### THE TASK
Nothing but the lines from the one containing "of the dark" through the one containing "of the person's", both included, should be given again, each exactly as written below.

(Natural-language object grounding data)

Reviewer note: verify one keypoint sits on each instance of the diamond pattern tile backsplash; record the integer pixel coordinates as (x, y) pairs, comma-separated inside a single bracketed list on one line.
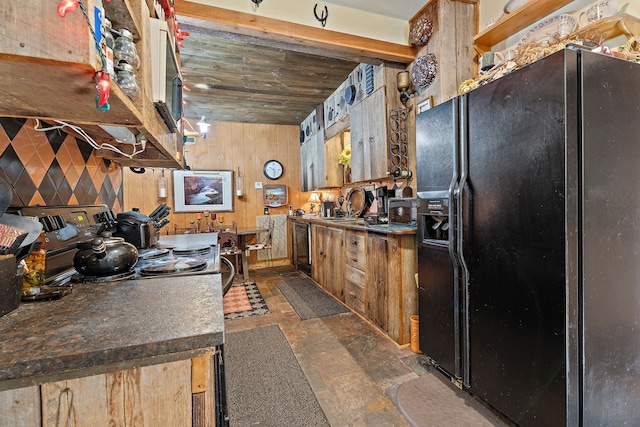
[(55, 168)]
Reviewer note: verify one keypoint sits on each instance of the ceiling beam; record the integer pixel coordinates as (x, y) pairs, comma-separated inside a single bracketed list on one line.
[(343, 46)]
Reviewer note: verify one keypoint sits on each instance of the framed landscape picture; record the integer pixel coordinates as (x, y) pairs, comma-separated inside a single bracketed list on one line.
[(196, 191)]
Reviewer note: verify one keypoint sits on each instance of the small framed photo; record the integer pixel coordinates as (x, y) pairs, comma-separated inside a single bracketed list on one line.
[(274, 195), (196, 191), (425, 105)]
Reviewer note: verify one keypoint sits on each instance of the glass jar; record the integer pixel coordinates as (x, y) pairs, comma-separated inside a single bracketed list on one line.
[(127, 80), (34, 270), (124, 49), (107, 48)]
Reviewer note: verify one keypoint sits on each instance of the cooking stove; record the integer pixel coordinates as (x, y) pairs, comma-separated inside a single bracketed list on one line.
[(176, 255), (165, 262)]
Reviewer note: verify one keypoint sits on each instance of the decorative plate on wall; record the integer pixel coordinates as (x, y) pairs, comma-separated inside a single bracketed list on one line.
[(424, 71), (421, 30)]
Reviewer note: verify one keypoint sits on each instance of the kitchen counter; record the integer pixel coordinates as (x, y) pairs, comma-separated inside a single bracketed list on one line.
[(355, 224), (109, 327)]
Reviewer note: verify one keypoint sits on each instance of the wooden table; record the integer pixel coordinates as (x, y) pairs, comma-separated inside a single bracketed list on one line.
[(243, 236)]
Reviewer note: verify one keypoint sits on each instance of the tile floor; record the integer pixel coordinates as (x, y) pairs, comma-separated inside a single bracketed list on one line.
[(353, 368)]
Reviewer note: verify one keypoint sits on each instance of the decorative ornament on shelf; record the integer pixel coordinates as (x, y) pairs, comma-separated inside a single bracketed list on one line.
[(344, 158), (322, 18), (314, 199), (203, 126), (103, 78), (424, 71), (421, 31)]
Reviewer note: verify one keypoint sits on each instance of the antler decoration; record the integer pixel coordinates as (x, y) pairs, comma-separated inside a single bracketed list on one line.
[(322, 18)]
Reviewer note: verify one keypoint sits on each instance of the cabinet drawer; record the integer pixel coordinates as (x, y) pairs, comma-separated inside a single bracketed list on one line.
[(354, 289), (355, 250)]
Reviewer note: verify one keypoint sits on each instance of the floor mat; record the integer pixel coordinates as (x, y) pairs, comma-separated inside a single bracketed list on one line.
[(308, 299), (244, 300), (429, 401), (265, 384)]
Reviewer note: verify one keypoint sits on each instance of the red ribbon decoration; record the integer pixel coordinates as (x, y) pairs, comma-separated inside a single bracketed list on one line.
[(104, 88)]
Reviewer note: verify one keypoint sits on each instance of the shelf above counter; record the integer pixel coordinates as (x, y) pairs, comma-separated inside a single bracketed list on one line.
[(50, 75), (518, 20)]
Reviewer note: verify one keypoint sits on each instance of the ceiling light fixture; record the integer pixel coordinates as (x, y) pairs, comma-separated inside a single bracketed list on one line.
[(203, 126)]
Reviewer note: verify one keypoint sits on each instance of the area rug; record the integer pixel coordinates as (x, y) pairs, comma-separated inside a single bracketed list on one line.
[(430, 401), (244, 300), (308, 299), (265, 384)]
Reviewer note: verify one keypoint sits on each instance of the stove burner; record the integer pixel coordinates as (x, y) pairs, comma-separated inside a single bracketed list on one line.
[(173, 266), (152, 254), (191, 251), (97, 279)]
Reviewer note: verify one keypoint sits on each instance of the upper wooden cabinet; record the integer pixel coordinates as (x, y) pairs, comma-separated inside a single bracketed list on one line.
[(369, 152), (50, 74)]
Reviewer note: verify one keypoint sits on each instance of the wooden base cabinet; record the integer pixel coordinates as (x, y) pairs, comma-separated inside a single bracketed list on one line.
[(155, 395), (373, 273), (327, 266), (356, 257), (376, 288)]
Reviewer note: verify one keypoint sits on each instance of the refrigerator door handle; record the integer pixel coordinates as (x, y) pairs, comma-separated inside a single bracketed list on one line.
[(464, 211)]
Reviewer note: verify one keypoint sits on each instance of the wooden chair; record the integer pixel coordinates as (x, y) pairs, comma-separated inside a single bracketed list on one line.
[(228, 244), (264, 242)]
* * *
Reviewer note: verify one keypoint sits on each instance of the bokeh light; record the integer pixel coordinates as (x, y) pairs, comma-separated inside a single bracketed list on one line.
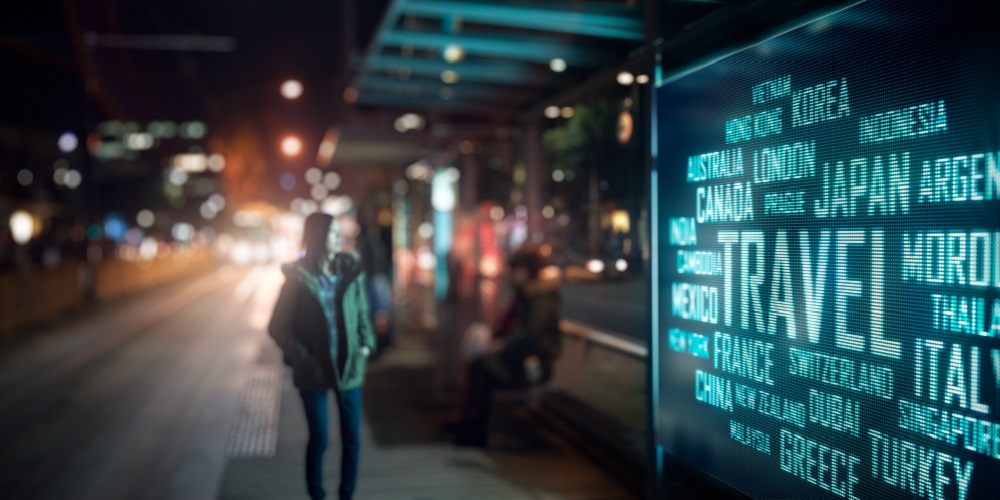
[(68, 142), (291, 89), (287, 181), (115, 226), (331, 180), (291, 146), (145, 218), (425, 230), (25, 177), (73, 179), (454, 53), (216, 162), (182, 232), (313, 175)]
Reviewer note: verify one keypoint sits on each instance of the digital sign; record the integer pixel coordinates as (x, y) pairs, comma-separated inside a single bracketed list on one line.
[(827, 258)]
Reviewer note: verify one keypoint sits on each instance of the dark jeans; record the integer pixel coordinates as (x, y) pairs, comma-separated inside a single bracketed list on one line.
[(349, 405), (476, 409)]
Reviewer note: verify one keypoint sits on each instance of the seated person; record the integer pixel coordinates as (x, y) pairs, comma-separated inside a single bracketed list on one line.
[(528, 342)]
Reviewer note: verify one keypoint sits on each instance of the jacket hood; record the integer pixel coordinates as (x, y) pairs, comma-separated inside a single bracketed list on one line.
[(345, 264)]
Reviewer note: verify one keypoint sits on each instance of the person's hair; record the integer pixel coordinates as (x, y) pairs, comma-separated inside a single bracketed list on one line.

### EXPECTED ANSWER
Reviewer note: verify one keypoint sits on each instance of the dark jeans; record the integer pixel coordinates as (x, y) pairs, comma-separated inside a single bracketed list on one line.
[(349, 405), (476, 409)]
Reviewer note: verify one keypoint sits on each instance of the seated person; record the integer pixel coordinates as (x, y) pairs, comma-separated inside a single bracketed list on one line.
[(528, 342)]
Reviewer note: verify one keypoint sits on each instance of the jacket hood; record the integer pixel coordinates as (x, y) pairs, comma-separated inside a single bracketed list on one line.
[(345, 264)]
Reviewer note: verify one keypoint sits on each instance of the person's hair; record the integer pixel coordinates as (x, y) pairs, comma-separated inside a single bracketed list on one line.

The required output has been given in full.